[[ PAGE EXCERPT open ]]
If you are not currently using operating system 12212156 (for P01 PCMs), or 12587603 (for P59 PCMs), I suggest using HPT or EFILive to copy your current tune over to one of those operating systems before you start. Do not copy your tune to a custom operating system (COS) if you want to contribute to the open source XDFs. Custom operating systems contain features that belong to HPTuners and EFI Live, and we don't want the open source project to be tainted with their intellectual property.
(If you need the features of a COS, you should either buy their products or help to create open-source equivalents.)
To the best of my knowledge the 12212156 and 12587603 operating systems are available in variations that will work for any combination of auto/manual, DBW/DBC, etc. The community would be best off if everyone focused on those two operating systems rather than sprinkling effort randomly across dozens of others. The Subaru world was encumbered by having unique operating systems in every model and model-year, so after something useful is found in one model/year, it takes a long time (a lot of work) for the same thing to be figured out in every other model/year. It's a pain. We have the opportunity to avoid that problem in the GM world.
[[ PAGE EXCERPT closed ]]
[[ RECORDS PROVIDED open ]]
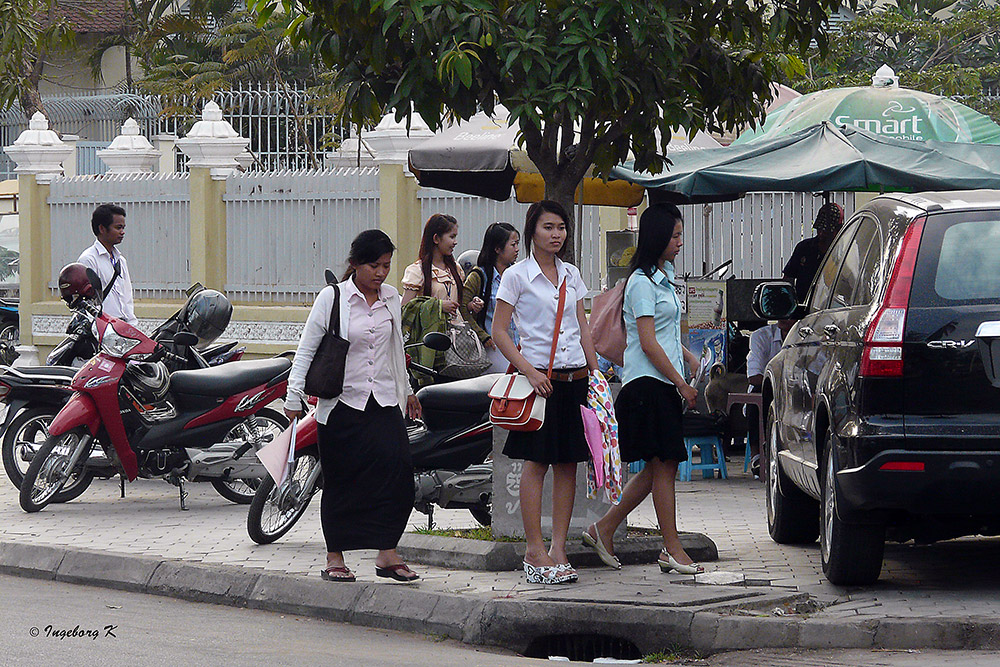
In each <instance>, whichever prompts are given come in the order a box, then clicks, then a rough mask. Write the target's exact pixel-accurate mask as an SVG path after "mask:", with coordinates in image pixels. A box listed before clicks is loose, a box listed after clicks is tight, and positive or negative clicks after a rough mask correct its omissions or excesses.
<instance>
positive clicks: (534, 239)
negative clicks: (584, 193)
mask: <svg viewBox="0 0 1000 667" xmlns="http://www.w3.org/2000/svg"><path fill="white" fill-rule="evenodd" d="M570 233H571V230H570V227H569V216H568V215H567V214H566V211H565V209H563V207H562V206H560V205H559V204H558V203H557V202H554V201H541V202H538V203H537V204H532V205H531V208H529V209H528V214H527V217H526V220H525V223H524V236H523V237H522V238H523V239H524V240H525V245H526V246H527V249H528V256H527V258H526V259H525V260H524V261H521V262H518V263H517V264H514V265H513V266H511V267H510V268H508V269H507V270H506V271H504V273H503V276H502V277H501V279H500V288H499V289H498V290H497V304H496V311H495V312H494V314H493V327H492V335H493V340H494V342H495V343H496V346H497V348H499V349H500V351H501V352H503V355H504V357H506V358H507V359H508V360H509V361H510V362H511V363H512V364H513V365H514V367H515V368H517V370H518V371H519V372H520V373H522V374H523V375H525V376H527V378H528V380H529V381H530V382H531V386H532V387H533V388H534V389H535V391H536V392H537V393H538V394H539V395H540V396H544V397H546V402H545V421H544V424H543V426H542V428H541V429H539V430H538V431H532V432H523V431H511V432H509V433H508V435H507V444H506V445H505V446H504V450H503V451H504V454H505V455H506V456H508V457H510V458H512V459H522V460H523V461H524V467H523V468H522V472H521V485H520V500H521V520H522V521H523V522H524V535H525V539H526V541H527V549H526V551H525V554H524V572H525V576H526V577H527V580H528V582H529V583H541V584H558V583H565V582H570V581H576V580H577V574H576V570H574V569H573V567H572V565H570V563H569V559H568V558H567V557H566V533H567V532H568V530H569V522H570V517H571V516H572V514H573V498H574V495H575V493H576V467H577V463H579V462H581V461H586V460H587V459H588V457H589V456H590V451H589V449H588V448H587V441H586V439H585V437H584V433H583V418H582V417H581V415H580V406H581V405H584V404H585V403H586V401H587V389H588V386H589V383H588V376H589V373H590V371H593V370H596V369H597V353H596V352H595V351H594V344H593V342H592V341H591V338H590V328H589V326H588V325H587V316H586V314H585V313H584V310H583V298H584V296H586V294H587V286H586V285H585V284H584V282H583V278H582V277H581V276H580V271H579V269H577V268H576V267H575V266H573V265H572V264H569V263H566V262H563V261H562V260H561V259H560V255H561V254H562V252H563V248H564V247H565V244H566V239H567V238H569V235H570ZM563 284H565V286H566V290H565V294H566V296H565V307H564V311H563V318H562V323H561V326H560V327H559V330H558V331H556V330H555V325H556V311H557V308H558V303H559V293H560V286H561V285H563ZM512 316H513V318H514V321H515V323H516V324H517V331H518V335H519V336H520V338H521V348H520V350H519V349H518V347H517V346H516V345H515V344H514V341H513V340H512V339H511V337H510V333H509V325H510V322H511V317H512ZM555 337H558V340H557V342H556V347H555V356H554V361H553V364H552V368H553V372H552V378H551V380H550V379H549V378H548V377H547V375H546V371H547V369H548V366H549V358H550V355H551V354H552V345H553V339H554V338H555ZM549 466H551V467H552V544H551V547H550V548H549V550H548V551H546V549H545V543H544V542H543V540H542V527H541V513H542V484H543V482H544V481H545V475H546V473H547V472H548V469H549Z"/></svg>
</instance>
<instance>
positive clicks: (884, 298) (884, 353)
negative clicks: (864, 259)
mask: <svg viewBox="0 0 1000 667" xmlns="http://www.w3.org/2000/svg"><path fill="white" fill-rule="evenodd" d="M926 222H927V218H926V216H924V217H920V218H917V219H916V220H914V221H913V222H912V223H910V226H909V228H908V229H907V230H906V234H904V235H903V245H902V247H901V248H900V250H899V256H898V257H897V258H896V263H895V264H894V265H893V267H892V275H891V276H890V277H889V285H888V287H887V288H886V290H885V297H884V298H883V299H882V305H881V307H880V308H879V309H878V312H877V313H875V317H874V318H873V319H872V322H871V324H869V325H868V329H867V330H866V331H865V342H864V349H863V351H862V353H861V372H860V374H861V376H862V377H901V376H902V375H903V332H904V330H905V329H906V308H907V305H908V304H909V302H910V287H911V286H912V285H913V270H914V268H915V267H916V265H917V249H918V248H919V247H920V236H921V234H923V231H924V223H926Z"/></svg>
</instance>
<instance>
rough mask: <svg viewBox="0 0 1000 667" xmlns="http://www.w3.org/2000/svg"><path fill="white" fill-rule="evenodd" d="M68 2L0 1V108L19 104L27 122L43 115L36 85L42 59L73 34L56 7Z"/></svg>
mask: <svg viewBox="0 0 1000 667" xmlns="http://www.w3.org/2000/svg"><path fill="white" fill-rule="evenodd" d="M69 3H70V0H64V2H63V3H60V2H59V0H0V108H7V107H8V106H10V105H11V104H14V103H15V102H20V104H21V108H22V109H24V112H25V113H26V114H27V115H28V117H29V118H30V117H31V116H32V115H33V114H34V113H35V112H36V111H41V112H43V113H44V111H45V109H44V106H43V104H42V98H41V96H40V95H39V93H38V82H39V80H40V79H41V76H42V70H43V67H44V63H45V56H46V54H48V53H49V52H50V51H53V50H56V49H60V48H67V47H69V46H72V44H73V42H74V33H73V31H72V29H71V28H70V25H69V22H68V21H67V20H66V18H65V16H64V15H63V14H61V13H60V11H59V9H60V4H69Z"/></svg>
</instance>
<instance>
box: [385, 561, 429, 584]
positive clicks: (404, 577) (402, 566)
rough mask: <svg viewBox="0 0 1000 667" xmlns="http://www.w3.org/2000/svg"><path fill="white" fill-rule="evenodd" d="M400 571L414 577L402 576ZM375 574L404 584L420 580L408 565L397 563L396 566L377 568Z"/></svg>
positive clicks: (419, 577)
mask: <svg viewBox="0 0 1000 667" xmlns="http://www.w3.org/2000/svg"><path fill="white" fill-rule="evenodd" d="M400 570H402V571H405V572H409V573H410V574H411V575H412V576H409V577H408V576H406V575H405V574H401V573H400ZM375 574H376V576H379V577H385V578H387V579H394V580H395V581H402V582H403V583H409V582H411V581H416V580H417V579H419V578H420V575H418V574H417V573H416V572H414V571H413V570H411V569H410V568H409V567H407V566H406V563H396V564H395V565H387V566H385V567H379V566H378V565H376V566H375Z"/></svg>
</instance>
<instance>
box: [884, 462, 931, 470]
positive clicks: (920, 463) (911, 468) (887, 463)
[[ RECORDS PROVIDED closed ]]
From the operating-system text above, copy word for word the passage between "If you are not" and "create open-source equivalents.)", inclusive.

If you are not currently using operating system 12212156 (for P01 PCMs), or 12587603 (for P59 PCMs), I suggest using HPT or EFILive to copy your current tune over to one of those operating systems before you start. Do not copy your tune to a custom operating system (COS) if you want to contribute to the open source XDFs. Custom operating systems contain features that belong to HPTuners and EFI Live, and we don't want the open source project to be tainted with their intellectual property.
(If you need the features of a COS, you should either buy their products or help to create open-source equivalents.)